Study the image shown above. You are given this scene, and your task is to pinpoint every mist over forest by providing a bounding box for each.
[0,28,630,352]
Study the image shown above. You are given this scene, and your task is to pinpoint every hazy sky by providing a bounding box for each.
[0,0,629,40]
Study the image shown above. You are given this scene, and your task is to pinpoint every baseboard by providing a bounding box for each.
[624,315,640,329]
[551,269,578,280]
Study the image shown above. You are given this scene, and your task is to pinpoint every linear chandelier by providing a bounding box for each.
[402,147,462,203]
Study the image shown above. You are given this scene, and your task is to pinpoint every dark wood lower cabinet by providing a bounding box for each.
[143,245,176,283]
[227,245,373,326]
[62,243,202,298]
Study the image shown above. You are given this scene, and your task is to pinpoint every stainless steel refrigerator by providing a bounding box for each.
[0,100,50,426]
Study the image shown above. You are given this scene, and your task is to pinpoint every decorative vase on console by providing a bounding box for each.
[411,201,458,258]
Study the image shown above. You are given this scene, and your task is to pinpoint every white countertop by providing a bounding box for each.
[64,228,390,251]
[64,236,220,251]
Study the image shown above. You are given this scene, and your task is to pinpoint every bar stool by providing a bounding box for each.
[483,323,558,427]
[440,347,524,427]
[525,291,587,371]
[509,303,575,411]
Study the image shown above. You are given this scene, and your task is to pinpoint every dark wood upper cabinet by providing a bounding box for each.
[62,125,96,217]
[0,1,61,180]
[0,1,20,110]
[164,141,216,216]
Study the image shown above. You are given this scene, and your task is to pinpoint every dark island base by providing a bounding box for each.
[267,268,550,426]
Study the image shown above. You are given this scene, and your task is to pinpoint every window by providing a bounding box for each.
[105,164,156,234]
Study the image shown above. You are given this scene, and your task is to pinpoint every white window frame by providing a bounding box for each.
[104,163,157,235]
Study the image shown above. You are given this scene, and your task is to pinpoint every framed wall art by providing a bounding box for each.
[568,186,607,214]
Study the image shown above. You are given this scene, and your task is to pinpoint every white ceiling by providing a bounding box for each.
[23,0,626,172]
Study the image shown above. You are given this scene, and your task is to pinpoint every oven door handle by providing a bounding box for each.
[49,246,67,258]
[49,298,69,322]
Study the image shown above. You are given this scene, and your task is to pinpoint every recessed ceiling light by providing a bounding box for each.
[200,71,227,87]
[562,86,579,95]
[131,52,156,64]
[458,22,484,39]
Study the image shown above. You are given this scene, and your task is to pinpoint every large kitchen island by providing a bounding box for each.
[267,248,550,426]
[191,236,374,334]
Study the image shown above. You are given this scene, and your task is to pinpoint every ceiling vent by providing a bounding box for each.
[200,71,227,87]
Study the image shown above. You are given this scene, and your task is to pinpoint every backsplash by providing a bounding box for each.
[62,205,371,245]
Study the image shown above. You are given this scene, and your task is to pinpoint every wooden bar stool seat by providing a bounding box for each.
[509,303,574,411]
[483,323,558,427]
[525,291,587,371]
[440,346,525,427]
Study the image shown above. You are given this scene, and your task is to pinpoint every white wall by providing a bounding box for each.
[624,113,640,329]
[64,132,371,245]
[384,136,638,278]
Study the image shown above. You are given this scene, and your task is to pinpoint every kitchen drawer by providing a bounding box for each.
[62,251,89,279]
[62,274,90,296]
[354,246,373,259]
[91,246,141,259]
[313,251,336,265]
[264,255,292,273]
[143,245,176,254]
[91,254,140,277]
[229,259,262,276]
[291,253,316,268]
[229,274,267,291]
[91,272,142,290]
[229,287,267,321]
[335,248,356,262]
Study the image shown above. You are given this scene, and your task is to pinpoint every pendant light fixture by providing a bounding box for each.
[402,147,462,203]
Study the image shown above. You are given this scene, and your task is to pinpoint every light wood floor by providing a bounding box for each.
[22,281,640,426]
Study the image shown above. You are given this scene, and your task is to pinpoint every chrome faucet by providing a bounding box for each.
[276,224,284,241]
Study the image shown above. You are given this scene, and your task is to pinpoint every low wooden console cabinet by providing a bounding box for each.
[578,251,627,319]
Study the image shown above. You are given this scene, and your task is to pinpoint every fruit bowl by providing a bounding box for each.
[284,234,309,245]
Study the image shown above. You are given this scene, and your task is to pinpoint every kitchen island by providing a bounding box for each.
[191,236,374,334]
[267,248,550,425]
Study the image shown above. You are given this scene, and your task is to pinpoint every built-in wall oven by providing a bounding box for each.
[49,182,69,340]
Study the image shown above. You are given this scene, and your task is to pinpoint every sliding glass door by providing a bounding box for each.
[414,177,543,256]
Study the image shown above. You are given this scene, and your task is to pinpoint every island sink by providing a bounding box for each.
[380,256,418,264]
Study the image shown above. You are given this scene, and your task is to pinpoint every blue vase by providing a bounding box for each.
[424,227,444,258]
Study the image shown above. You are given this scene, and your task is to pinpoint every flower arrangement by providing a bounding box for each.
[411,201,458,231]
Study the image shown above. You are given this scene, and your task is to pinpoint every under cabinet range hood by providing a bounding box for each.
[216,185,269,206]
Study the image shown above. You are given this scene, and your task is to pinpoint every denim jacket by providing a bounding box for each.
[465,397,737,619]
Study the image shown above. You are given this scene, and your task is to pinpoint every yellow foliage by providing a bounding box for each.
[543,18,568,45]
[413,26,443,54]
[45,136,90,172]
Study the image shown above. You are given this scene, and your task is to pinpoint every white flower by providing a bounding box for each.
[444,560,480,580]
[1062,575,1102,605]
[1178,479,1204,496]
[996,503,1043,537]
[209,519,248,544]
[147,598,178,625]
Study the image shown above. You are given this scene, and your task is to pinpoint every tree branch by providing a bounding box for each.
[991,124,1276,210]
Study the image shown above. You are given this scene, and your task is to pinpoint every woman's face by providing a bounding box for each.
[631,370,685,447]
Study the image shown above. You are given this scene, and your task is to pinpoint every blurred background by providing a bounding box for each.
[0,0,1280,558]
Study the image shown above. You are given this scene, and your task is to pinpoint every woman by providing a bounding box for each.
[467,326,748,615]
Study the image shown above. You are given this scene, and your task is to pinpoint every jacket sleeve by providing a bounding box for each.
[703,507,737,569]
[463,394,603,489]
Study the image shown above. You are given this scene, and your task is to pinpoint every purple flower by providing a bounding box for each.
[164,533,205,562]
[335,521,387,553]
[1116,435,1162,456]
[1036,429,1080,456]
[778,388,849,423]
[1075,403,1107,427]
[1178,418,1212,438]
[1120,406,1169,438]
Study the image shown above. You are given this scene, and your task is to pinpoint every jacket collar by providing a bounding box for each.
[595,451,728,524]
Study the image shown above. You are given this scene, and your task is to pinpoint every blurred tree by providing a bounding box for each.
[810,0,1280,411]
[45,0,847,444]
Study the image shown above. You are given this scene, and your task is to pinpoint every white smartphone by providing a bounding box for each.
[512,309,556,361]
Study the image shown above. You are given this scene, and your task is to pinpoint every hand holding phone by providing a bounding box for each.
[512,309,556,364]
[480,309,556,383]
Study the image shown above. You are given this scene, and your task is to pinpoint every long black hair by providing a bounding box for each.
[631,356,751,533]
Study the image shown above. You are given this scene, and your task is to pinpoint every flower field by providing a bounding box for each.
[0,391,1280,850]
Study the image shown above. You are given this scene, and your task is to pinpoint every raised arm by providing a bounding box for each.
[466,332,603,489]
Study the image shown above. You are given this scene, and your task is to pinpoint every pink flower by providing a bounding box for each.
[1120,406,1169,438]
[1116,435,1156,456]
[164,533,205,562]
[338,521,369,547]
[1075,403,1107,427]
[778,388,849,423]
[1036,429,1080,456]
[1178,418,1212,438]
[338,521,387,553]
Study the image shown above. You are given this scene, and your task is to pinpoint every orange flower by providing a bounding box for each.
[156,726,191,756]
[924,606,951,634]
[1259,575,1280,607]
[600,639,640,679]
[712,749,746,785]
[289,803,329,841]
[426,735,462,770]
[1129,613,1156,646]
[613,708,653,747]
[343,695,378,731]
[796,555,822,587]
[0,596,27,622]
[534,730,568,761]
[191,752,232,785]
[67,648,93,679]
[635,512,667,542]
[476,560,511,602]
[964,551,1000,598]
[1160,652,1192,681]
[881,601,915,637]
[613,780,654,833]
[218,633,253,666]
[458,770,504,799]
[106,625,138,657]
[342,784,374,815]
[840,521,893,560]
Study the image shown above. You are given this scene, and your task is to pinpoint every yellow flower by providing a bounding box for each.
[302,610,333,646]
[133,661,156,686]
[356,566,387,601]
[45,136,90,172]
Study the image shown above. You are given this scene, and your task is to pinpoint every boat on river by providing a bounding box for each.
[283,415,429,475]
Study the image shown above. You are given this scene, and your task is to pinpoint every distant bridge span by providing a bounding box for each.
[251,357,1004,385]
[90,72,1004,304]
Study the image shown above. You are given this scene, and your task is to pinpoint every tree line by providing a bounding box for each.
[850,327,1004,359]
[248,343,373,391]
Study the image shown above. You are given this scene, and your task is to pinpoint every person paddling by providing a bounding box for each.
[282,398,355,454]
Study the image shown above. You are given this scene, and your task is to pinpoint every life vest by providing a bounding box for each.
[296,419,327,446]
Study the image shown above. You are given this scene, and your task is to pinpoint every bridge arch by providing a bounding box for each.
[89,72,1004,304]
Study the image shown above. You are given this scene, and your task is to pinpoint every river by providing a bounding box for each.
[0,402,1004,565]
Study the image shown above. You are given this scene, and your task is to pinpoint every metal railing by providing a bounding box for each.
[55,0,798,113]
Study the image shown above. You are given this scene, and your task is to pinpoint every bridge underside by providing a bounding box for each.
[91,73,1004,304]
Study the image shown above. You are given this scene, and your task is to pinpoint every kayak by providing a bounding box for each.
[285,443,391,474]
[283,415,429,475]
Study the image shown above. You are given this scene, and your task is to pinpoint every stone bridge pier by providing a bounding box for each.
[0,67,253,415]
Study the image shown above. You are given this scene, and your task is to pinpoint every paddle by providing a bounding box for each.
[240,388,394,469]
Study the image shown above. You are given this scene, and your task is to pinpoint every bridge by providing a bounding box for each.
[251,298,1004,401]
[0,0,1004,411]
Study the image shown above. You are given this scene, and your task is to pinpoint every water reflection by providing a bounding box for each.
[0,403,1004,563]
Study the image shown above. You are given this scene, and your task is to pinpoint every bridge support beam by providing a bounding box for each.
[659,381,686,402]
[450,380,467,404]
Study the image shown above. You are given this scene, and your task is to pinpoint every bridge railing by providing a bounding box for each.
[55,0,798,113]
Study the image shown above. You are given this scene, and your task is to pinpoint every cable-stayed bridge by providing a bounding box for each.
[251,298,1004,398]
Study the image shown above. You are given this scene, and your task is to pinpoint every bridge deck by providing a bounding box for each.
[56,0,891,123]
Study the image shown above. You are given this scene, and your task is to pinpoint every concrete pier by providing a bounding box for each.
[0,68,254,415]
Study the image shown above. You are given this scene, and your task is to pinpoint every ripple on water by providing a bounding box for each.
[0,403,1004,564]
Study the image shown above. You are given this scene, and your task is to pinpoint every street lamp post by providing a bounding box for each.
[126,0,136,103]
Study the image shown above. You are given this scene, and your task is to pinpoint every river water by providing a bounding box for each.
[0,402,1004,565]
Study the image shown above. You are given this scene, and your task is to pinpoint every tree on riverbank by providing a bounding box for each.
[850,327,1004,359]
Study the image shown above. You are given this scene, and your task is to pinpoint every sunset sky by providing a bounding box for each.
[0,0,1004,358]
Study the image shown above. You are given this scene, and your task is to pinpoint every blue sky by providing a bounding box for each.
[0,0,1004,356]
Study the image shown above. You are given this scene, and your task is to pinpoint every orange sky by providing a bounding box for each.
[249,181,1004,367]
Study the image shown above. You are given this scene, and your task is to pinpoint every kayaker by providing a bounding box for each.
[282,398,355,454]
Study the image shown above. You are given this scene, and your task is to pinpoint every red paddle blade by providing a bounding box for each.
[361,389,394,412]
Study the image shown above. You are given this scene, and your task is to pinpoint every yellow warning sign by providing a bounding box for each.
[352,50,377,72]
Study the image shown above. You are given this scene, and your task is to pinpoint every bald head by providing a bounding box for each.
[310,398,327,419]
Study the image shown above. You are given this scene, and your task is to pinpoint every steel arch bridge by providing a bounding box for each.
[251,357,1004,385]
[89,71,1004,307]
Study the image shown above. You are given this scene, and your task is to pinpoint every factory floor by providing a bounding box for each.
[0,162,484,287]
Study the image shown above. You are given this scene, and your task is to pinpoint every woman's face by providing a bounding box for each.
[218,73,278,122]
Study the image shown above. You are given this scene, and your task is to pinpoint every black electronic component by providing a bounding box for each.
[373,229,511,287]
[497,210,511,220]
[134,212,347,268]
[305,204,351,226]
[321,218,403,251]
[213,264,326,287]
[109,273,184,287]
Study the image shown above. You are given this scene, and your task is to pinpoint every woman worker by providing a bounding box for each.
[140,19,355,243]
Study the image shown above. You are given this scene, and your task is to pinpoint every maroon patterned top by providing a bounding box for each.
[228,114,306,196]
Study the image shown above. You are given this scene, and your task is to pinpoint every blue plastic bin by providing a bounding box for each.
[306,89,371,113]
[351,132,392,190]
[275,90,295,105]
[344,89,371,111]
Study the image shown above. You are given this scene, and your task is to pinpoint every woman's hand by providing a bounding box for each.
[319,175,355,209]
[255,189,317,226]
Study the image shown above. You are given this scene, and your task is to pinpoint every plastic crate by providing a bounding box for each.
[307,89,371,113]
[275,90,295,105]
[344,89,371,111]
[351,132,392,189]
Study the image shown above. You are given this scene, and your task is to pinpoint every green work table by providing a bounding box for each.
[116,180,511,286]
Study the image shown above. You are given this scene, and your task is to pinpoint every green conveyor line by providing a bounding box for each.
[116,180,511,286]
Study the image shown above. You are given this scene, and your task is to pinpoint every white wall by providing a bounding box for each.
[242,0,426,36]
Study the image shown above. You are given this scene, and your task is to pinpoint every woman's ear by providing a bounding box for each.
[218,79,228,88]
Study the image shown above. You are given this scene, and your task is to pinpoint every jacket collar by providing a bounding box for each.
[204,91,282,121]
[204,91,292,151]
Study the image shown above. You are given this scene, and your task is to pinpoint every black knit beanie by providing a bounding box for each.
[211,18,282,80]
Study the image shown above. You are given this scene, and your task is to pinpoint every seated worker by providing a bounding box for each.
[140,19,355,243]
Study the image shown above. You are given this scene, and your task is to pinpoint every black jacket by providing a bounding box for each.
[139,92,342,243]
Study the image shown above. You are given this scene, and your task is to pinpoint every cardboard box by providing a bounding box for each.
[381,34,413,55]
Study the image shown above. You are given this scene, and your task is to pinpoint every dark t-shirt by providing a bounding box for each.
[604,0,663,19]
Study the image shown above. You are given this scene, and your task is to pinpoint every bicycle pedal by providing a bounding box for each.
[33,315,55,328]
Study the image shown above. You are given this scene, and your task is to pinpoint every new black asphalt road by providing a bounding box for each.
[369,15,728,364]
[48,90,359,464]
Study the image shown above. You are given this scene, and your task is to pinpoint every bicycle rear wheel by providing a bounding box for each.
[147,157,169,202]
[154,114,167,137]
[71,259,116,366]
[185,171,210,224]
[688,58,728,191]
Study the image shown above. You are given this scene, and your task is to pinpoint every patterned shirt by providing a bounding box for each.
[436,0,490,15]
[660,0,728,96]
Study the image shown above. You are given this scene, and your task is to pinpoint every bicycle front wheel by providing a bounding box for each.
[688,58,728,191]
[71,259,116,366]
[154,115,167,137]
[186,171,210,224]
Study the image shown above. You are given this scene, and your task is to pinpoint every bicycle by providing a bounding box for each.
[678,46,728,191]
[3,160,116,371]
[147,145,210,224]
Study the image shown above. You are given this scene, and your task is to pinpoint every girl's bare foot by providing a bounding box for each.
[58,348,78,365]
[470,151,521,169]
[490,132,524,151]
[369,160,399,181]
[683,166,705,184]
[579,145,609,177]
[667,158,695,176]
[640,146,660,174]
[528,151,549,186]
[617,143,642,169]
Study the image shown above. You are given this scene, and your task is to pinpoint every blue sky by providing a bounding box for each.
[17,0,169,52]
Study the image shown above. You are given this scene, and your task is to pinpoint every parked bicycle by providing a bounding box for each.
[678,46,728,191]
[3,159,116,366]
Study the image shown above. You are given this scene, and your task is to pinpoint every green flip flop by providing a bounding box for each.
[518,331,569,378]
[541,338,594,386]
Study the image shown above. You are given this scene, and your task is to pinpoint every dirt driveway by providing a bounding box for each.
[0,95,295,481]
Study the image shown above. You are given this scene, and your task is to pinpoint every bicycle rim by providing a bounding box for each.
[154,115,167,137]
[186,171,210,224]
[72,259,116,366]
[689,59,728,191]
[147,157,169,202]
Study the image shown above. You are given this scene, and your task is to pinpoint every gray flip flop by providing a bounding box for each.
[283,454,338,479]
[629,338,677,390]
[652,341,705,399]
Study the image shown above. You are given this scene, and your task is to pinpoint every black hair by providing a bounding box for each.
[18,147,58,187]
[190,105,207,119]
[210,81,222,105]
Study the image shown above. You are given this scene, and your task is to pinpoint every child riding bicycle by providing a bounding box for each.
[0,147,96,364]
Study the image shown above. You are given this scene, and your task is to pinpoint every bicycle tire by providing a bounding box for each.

- WRITTEN PROBLEM -
Copy out everything from the line containing "pinpoint every concrete" down to the line containing "[352,50,377,72]", swapping "kayaker" for "canoeist" and leaving the rest unchanged.

- CORRECT OUTPUT -
Study the image shown above. You are given this scene, and your task is to pinpoint every concrete pier by providing a bounding box for each.
[0,68,254,415]
Study the image shown above. You are given this scene, and your task is to pinpoint every ripple on water by providing a bounding box for each.
[0,403,1004,564]
Study the image shown above. You are given this scene, and your task is to pinpoint every street lamp post by providing a bounding box for each.
[126,0,136,103]
Study the image shown above. You are given this scene, and your task is to pinpoint every river water by providing a bounding box for each.
[0,402,1004,565]
Study the image shown above. You are given this scene, and your task is to pinpoint every tree on riverbank by providing a bounding box for each.
[850,327,1004,359]
Study the image shown above. You are given this scene, and your task is to pinpoint every sunset sky by providing a bounding box for each.
[0,0,1004,358]
Study the image shown above. You are given this scene, and your task is to pinpoint every blue sky by providing a bounding box for each.
[0,0,1004,356]
Study the image shown above. You are given this scene, and your task is to pinpoint every orange sky by providing a bounding box for each.
[249,181,1004,367]
Study the image shown above. You are given this scene, and your task is to pinpoint every canoeist by providing a bounding box for each.
[282,398,355,454]
Study the image shown above. You are given this scene, and your task is to pinpoint every red paddle blade by providing a bounding box for each.
[361,389,394,412]
Study the image shown above. You are given this scene, and your task is to pinpoint every yellow warning sign by providing a bounding box for each.
[352,50,377,72]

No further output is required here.